Exactly reproduce the line containing "[point] every instance of the man in white thobe" together with every line after it, through the end of the entries, and give nothing more.
RAW DATA start
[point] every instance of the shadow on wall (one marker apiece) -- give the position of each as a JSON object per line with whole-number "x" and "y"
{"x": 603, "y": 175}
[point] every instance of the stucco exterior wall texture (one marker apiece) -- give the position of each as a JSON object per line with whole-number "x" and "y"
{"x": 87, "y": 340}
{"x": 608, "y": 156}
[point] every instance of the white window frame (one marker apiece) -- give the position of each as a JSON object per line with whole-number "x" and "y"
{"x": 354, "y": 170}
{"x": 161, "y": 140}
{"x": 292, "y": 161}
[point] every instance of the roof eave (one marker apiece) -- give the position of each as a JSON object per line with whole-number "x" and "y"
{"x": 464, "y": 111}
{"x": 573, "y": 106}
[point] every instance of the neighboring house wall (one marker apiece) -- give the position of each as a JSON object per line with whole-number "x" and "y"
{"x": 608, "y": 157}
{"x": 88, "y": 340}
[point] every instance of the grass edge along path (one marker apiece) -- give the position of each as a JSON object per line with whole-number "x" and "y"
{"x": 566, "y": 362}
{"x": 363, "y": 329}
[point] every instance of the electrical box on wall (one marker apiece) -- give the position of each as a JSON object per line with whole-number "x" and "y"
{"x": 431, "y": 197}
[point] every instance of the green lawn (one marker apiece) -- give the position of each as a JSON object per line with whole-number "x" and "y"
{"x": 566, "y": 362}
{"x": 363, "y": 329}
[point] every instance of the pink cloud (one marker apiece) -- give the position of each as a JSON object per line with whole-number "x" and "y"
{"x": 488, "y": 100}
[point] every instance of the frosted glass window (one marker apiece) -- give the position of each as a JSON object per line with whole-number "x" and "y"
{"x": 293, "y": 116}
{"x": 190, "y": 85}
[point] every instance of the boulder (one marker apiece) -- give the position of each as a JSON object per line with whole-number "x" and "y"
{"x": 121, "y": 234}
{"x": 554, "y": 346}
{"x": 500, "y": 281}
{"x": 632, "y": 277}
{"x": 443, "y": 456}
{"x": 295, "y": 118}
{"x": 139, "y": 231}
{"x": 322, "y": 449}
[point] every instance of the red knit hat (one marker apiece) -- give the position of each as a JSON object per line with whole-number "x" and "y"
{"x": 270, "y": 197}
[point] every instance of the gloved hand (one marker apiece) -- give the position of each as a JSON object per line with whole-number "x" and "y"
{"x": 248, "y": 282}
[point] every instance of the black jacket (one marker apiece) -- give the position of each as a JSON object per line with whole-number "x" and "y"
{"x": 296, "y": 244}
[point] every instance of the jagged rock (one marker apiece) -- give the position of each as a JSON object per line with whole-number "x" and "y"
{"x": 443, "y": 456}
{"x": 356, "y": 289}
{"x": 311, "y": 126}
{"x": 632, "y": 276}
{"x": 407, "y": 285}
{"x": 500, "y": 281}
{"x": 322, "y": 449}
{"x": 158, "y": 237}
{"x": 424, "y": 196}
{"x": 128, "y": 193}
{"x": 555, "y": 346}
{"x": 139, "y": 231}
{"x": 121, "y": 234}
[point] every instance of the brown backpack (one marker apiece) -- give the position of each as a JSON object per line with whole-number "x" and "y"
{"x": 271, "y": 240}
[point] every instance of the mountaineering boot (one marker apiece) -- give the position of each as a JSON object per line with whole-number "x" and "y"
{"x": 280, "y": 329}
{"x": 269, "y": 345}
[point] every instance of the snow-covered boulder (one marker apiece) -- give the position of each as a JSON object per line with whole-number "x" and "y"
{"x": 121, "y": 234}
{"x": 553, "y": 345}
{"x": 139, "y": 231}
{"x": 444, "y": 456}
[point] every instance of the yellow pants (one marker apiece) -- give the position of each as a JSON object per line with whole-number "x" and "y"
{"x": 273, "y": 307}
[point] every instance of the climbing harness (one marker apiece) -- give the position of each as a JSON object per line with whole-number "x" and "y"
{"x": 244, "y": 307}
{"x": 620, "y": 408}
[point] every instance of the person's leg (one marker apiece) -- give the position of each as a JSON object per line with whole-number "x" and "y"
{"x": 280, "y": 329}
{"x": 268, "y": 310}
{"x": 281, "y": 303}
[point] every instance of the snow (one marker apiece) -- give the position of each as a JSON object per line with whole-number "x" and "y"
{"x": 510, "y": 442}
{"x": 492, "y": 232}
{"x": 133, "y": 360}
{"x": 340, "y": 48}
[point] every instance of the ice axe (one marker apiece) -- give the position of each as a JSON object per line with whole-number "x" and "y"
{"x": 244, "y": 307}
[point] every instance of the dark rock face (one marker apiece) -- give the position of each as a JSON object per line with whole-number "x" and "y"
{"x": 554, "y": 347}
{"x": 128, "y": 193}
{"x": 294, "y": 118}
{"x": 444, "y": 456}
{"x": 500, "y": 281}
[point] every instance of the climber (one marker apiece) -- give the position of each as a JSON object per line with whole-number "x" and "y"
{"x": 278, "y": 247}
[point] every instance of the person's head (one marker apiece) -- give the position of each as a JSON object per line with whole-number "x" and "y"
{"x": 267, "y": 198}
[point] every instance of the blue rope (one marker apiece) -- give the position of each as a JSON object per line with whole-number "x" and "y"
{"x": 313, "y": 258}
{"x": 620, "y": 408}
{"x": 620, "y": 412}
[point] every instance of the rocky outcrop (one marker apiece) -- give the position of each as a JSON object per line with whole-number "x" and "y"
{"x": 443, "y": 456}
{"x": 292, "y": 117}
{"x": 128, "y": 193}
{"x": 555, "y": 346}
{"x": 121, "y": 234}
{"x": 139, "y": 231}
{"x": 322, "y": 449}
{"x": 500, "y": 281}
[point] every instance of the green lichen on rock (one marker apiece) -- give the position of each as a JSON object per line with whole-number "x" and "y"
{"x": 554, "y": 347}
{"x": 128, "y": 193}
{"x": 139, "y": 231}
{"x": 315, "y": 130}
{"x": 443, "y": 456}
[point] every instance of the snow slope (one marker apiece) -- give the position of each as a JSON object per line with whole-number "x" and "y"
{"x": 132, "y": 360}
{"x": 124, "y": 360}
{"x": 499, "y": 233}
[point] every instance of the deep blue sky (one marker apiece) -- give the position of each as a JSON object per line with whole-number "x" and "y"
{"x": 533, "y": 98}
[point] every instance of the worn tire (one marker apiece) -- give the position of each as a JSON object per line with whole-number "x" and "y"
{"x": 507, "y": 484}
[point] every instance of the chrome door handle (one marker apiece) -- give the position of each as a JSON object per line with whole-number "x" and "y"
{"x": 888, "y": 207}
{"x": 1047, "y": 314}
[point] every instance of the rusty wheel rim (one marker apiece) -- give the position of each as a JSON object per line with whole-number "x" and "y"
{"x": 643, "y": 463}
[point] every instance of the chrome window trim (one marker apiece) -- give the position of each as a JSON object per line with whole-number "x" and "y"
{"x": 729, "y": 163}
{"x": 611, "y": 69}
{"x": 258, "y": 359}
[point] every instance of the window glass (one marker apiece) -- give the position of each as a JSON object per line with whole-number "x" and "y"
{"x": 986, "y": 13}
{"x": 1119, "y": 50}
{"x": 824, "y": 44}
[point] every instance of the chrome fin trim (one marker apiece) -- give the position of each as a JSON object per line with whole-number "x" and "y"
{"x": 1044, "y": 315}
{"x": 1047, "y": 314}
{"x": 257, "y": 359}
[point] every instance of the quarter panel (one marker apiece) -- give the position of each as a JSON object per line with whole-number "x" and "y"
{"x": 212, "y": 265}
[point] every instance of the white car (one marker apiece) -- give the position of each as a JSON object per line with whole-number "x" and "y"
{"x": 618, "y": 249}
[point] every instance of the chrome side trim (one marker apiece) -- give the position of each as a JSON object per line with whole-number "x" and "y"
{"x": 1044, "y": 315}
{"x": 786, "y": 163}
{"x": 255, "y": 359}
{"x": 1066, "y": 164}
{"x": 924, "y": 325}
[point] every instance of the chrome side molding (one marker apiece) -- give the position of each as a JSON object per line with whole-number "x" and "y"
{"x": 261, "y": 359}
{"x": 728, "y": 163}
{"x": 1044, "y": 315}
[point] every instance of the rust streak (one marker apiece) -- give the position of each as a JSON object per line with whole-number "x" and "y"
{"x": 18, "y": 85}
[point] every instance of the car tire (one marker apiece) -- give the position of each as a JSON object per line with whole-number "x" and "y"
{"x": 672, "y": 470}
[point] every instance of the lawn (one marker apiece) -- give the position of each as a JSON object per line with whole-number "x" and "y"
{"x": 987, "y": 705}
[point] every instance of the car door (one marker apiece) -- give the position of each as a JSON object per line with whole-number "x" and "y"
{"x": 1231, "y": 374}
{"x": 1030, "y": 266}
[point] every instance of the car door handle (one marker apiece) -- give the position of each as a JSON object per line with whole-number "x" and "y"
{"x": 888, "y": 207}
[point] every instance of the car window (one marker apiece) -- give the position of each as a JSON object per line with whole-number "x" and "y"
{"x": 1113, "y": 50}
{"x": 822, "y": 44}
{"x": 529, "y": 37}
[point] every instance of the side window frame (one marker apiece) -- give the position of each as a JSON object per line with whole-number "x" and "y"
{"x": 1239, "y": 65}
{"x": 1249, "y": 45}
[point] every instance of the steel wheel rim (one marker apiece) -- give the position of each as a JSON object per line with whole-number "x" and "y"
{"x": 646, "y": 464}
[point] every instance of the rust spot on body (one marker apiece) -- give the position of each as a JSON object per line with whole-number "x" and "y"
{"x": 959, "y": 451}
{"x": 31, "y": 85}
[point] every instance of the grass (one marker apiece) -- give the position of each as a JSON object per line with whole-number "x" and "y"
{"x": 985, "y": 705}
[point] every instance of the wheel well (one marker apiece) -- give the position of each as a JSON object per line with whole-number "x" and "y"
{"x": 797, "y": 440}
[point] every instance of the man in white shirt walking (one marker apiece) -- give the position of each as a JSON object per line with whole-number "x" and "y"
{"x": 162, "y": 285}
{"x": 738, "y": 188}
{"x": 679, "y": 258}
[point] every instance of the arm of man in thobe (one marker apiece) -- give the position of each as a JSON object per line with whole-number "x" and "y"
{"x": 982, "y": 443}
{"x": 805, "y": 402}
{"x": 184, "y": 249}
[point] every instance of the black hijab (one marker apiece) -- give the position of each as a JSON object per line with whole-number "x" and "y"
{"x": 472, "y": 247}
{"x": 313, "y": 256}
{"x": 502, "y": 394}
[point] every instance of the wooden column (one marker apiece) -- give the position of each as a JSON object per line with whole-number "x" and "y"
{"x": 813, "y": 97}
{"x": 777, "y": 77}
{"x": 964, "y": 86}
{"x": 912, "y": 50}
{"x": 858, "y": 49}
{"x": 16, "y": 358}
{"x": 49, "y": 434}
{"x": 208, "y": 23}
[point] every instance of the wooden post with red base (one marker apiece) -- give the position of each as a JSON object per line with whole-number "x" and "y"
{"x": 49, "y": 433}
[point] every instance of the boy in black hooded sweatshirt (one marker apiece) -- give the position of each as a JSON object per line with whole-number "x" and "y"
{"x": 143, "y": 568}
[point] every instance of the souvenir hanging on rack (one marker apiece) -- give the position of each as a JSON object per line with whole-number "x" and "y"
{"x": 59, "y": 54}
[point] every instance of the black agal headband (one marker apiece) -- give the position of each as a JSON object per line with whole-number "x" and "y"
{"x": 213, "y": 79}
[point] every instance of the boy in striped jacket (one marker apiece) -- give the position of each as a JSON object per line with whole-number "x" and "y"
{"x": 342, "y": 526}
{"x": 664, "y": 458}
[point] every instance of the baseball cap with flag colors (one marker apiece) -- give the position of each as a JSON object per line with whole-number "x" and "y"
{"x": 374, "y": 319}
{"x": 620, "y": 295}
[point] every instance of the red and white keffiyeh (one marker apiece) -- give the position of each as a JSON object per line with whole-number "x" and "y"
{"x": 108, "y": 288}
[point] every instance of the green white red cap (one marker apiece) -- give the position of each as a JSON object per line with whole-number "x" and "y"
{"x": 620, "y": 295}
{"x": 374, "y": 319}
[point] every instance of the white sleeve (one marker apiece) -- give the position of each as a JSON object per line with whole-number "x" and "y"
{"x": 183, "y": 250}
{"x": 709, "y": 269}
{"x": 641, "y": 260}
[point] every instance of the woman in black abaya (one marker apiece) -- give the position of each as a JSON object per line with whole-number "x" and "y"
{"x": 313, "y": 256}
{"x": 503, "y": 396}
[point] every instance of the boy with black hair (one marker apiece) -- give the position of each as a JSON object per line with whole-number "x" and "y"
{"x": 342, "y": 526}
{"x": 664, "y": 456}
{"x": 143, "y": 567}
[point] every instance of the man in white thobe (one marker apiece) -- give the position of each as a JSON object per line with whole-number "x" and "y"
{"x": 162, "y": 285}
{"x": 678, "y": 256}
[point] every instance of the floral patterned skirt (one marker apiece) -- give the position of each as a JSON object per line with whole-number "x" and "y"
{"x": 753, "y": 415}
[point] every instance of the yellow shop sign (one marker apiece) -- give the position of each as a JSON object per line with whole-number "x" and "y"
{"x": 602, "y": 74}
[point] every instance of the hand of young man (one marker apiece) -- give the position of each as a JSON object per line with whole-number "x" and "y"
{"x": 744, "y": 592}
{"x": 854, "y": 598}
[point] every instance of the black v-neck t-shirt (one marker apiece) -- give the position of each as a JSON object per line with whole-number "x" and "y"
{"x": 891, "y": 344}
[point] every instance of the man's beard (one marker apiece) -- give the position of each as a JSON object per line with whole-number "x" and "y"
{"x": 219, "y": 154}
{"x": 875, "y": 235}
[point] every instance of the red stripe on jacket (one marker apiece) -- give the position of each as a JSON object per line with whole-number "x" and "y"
RAW DATA end
:: RESPONSE TO THIS EXERCISE ::
[point] every instance of the man in white thobe (one marker apiece) -- give the position of each as a JSON object per line with whole-number "x" and "y"
{"x": 162, "y": 285}
{"x": 678, "y": 256}
[point] every instance of the floral patterned skirt (one marker apiece) -- give the position of each as a JSON object per line with whole-number "x" and "y"
{"x": 753, "y": 415}
[point] every instance of the yellow shop sign (one marker apiece) -- give the position of each as a JSON object per line with whole-number "x" and "y"
{"x": 602, "y": 74}
[point] every instance of the hand of young man (one marker apiece) -- give the position of each as a JSON object per line with whole-number "x" and "y"
{"x": 744, "y": 592}
{"x": 854, "y": 598}
[point] every instance of the black v-neck t-shirt (one marker apiece) -- give the position of each as a JSON object per line with whole-number "x" and "y"
{"x": 891, "y": 344}
[point] every instance of the man's beard (one marker apiece) -- give the position of each as a JSON object per line with whole-number "x" and "y"
{"x": 219, "y": 154}
{"x": 875, "y": 235}
[point] every instance of the red stripe on jacket (one marker apiece) -- give the position of each as a JSON object per line with whole-number "x" and "y"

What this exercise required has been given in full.